# [INSTRUCTIONS TO FOLLOW]
Can you copy out every one of the records below word for word, with nothing changed or left out?

>> START

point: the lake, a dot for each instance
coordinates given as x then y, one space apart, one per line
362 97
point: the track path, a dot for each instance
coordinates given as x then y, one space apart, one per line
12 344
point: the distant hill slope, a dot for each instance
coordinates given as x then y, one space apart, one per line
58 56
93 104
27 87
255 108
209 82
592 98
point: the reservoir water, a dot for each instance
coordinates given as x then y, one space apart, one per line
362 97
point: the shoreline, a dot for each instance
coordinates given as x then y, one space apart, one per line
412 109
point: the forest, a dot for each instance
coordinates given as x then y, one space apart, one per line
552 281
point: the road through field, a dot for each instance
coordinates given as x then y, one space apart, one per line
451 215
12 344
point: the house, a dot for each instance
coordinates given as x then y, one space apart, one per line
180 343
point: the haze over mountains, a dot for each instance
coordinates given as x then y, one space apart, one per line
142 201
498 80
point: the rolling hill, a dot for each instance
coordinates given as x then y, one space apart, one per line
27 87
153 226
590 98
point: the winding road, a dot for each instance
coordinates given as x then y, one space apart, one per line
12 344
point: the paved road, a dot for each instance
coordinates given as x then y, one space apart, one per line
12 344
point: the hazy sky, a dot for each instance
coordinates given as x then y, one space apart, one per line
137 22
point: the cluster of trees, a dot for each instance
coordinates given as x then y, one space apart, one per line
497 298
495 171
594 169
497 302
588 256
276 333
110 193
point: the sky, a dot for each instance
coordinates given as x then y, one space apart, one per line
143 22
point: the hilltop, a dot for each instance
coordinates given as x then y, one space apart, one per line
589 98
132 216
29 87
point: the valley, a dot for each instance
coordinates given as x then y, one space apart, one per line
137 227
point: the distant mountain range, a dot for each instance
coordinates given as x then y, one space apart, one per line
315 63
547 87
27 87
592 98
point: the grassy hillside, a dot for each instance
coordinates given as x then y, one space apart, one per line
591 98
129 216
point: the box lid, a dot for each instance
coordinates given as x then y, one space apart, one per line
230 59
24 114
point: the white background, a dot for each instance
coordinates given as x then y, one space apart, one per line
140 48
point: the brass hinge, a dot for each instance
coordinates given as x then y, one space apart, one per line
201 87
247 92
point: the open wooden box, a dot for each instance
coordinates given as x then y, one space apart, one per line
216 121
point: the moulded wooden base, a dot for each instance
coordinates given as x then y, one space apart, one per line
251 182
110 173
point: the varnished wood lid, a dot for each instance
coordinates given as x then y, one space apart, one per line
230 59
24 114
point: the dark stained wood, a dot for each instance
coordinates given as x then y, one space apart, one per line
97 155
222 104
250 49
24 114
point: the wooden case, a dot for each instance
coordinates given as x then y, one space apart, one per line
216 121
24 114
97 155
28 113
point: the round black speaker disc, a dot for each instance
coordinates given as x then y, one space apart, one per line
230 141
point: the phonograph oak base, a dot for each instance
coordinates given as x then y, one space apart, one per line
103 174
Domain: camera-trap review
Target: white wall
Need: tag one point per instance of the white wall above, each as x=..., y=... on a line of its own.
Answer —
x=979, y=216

>> END

# [FULL RESPONSE]
point: the lake, a dot for each instance
coordinates given as x then y, one space apart, one per line
362 97
point: the track path, a dot for each instance
coordinates given as x then y, one space apart, one per line
12 344
point: the distant hill slope, a dot for each instance
coordinates given as x then y, one space apart, one per line
58 56
93 104
27 87
255 108
209 82
592 98
point: the reservoir water, a dot for each instance
coordinates given as x then y, one space apart, one per line
362 97
point: the shoreline, a dot for each instance
coordinates given as x then y, one space apart, one per line
412 109
point: the forest, a dot for each instance
coordinates given as x then y, one space apart, one per line
552 281
point: the road through field, a dot for each instance
coordinates given as x then y, one space apart, one per line
451 215
12 344
point: the house, a dot for each instance
coordinates given as x then y, one space apart, one per line
180 343
point: the haze over mountains, a dot for each instance
coordinates given as x then y, one space apart, one per line
142 201
498 80
point: the rolling hill, a dot for each instance
coordinates given as x then y, one space apart, one per line
27 87
153 226
590 98
point: the winding road, a dot for each instance
coordinates given as x then y, one space apart, one per line
12 344
point: the paved road, a dot for each instance
coordinates given as x then y, one space apart, one per line
12 344
point: the hazy sky, a dot for each instance
coordinates given as x then y, one space apart, one per line
137 22
point: the cluster of trees, a dot for each instance
coordinates given as x then y, one space apart, one per line
497 298
495 171
594 169
497 302
588 256
276 333
110 193
point: the sky, a dot for each instance
coordinates given as x then y, one space apart, one per line
143 22
point: the hilltop, a dot for each instance
coordinates given as x then y, one space apart, one per line
589 98
132 216
29 87
point: the valley, a dot for each instance
coordinates given as x then y, one space apart, one per line
137 227
point: the distant mountain range, a dot for each instance
coordinates given as x then y, one space apart, one per line
315 63
547 87
27 87
592 98
point: the grassy hillside, a dot for each instance
coordinates given as x then y, one space apart, one per line
591 98
129 216
point: the box lid, a dot for each instance
coordinates given as x then y, one space apart, one per line
230 59
24 114
point: the white background, a dot for each instance
coordinates given as x then y, one space apart, one per line
140 48
point: the brass hinge, a dot for each instance
coordinates given as x then y, one space apart, one per line
201 87
247 92
point: the open wooden box, a dot for each instance
coordinates given as x then y, one space apart, one per line
216 121
point: the moulded wooden base, a dot for each instance
coordinates given as x then y, one space apart, one per line
251 182
110 173
point: the varnished wood lid, a dot for each instance
coordinates given as x then y, one space apart, one per line
230 59
24 114
point: the dark stained wood, a dot for each instance
coordinates given as x then y, one space apart, one per line
97 155
222 104
250 49
24 114
point: the wooden case, a dot for each instance
coordinates given as x then y, one space apart, one per line
216 121
24 114
97 155
28 113
point: the round black speaker disc, a dot for each instance
coordinates given as x then y, one space apart, one per line
230 141
point: the phonograph oak base, a dot for each instance
coordinates given as x then y, one space apart, one per line
103 174
Domain: camera-trap review
Target: white wall
Need: tag one point per instance of the white wall above, each as x=..., y=... on a line of its own.
Answer —
x=979, y=216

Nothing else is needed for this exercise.